● **The task**: Give the number of lines in the material below that contain the word "black". No other content is needed.

━━ Information supplied

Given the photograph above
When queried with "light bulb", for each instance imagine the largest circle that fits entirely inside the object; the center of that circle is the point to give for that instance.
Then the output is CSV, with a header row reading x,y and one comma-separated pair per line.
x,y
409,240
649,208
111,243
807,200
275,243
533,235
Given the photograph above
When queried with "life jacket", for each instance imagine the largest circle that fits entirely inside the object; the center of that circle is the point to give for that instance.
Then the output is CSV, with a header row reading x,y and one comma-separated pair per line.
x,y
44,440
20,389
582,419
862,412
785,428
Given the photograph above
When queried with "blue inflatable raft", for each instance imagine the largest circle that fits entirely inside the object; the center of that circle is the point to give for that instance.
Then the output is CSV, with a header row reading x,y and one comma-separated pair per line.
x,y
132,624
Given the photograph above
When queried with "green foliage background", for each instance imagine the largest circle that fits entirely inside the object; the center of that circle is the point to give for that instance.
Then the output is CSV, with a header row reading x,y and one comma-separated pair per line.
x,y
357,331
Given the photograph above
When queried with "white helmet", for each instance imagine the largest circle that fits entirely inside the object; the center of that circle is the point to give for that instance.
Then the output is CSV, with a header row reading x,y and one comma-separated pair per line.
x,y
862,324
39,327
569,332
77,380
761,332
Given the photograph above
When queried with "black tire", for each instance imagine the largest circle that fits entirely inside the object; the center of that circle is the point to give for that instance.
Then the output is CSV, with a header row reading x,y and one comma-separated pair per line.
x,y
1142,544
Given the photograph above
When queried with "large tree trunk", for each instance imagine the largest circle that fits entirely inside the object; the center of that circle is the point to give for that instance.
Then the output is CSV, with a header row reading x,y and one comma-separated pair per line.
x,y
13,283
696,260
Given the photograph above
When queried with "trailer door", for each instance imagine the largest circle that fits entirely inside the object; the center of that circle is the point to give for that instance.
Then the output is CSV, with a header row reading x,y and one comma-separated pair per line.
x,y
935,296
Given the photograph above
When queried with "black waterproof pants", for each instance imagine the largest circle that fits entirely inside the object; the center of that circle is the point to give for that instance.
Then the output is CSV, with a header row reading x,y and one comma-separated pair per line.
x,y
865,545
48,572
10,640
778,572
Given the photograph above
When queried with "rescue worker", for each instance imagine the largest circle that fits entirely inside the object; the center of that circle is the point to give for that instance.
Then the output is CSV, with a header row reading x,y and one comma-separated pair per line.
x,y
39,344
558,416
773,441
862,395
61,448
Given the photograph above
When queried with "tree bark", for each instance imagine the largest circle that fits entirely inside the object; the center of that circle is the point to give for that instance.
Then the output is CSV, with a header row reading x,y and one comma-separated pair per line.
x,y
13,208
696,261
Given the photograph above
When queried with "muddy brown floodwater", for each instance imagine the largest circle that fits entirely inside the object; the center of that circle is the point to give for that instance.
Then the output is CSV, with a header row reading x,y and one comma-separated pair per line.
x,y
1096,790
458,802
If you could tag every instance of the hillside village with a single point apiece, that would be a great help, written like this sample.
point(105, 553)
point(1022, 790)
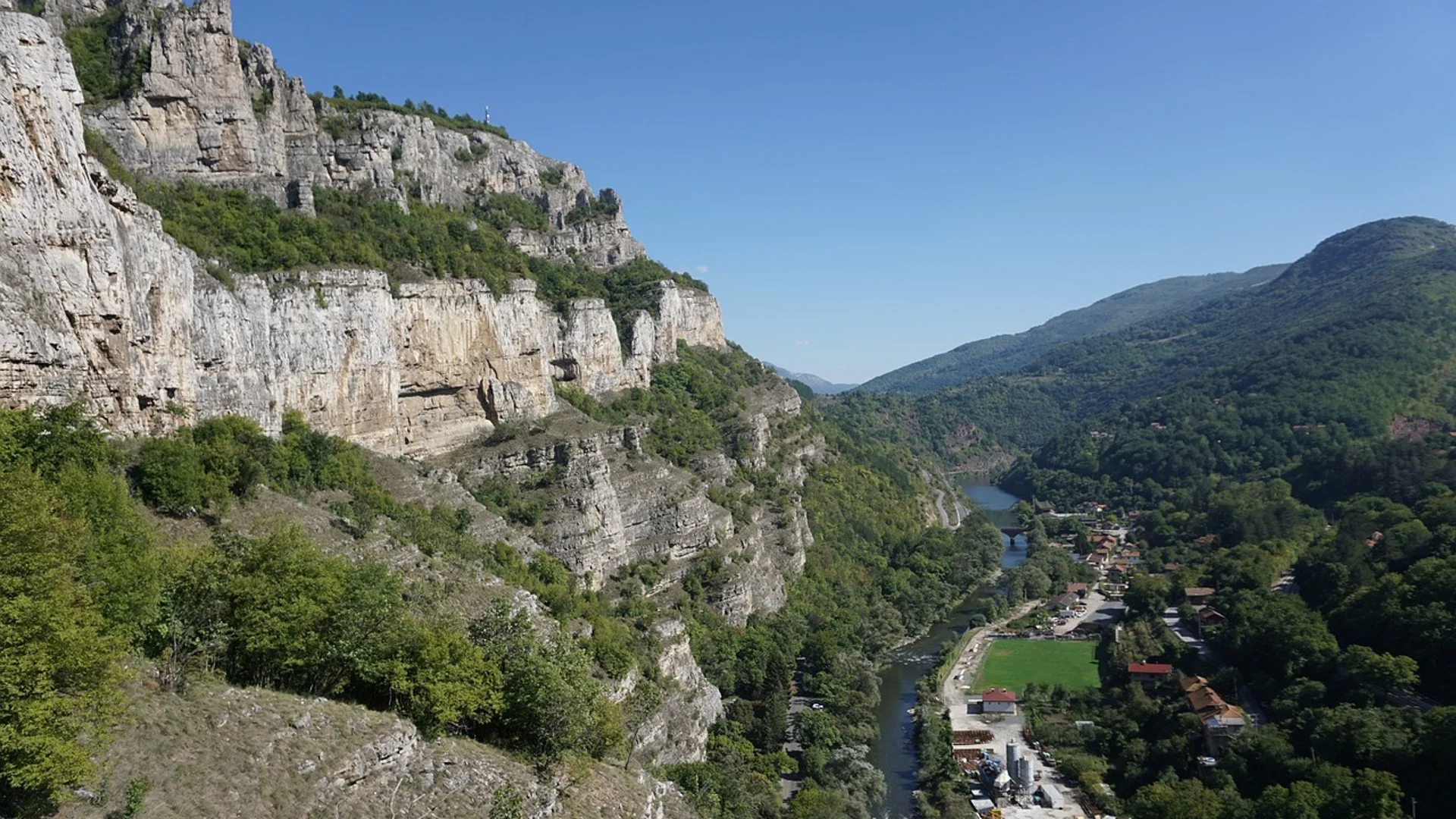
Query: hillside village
point(1009, 765)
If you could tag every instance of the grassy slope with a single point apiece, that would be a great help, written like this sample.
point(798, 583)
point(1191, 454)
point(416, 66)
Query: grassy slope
point(1012, 664)
point(1120, 311)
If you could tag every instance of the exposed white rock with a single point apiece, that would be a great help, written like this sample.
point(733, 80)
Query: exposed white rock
point(223, 112)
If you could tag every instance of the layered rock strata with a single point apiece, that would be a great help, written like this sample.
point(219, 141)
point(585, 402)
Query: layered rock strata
point(218, 110)
point(99, 305)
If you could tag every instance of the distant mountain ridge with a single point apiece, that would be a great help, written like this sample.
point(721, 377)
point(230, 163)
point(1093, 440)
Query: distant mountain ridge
point(1008, 353)
point(819, 385)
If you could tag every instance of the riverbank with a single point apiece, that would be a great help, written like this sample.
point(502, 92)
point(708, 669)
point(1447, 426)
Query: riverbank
point(968, 664)
point(894, 754)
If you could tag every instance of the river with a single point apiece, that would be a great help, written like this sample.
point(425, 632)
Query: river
point(894, 752)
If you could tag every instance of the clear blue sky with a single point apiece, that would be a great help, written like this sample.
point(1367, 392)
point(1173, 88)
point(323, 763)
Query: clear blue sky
point(867, 184)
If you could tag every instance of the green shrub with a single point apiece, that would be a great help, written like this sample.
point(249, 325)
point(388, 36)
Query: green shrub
point(105, 66)
point(472, 153)
point(364, 101)
point(506, 210)
point(595, 210)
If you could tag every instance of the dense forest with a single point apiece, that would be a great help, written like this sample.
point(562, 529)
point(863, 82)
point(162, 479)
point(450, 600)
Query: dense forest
point(1299, 430)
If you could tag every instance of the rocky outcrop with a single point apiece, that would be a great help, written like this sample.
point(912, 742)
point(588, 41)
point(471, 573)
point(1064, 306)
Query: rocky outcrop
point(256, 754)
point(96, 303)
point(609, 504)
point(218, 110)
point(677, 732)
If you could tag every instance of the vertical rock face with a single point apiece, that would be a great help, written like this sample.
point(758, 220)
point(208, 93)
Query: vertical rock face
point(96, 303)
point(612, 504)
point(218, 110)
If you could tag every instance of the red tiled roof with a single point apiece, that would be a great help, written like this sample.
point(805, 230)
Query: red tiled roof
point(1149, 668)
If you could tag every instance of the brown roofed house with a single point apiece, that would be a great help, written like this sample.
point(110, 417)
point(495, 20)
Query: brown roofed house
point(1199, 595)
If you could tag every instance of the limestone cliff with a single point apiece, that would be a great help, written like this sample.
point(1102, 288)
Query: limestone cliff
point(612, 504)
point(256, 754)
point(218, 110)
point(98, 303)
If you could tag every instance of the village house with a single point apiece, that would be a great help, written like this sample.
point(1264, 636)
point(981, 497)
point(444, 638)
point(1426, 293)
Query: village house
point(1220, 720)
point(1210, 617)
point(1199, 595)
point(1063, 602)
point(1149, 672)
point(999, 701)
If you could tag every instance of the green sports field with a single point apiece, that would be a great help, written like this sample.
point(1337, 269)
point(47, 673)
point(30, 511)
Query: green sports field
point(1012, 664)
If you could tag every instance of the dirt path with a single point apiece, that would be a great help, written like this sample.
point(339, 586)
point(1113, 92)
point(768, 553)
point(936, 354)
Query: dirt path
point(952, 691)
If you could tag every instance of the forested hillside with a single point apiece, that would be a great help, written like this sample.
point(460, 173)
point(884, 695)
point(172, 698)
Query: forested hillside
point(1120, 311)
point(1302, 431)
point(1346, 338)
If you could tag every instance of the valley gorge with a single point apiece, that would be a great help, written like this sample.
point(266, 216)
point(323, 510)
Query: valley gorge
point(642, 539)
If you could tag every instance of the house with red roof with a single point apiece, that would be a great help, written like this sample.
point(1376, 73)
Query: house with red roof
point(1199, 595)
point(999, 701)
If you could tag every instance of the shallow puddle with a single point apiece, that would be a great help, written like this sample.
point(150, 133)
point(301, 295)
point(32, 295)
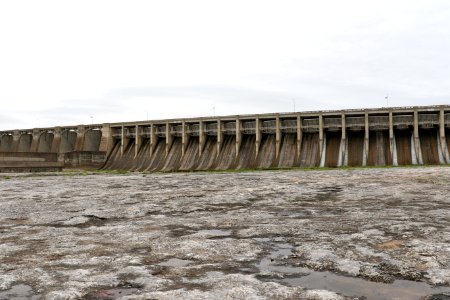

━━━━

● **Answer space**: 2